▸ **Exercise details**
Extract every line of the data below that contains the string "jacket", matching case exactly.
══════════
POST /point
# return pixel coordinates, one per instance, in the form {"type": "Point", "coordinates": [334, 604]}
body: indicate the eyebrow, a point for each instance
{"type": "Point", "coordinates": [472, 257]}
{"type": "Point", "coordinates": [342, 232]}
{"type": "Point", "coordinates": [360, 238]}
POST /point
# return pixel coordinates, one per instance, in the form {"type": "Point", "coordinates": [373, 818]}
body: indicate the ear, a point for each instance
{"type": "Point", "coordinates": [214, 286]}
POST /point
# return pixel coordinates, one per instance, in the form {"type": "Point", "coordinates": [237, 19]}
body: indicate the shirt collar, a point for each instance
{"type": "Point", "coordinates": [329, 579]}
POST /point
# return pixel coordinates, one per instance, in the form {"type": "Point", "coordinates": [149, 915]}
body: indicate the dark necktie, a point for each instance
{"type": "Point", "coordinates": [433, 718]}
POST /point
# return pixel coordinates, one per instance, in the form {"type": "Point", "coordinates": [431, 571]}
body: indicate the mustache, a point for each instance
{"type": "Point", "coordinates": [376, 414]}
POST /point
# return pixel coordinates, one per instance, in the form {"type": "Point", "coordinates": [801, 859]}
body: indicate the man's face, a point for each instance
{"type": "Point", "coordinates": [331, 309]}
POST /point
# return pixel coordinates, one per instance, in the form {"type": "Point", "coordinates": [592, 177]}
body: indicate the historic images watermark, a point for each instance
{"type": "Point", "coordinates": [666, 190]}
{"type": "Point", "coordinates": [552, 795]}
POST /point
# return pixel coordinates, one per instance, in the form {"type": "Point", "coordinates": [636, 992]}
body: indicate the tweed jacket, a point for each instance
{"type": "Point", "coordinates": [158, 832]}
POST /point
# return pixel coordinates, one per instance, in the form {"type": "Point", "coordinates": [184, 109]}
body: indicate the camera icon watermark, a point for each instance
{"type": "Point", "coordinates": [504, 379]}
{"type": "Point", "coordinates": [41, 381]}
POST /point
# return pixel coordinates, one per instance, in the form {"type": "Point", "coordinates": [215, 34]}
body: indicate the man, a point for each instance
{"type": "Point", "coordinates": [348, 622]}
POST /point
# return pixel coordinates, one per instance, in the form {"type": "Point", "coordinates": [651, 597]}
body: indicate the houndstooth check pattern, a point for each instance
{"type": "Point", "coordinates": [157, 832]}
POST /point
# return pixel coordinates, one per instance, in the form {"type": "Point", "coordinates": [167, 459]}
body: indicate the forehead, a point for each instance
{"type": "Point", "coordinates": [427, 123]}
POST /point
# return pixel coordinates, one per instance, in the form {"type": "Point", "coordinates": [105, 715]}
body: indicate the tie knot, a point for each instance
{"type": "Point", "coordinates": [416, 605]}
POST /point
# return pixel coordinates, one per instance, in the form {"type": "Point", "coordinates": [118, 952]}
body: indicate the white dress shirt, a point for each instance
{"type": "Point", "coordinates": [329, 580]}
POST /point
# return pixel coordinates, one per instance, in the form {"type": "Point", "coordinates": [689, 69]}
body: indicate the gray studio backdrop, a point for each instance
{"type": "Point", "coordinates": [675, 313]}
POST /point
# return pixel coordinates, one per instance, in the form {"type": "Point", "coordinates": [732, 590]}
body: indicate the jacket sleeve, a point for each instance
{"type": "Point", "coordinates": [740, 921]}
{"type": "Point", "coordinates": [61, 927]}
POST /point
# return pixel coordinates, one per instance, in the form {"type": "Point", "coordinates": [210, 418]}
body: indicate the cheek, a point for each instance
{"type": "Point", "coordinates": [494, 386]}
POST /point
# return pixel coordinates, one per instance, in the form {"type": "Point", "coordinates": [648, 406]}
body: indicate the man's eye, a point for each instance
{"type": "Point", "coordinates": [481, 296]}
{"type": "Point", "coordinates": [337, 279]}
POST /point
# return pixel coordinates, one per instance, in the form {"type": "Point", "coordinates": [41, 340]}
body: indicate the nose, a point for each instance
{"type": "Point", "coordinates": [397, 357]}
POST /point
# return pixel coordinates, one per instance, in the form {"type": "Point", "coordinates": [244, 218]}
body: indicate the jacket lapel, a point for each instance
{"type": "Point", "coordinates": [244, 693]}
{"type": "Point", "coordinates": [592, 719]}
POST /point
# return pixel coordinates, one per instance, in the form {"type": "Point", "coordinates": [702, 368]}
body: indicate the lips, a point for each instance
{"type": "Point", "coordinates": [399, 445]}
══════════
▸ **The answer**
body: indicate the tweed jacket, a point for each instance
body: indicate the jacket sleeve, a point for each instance
body: indicate the jacket lapel, a point for each instance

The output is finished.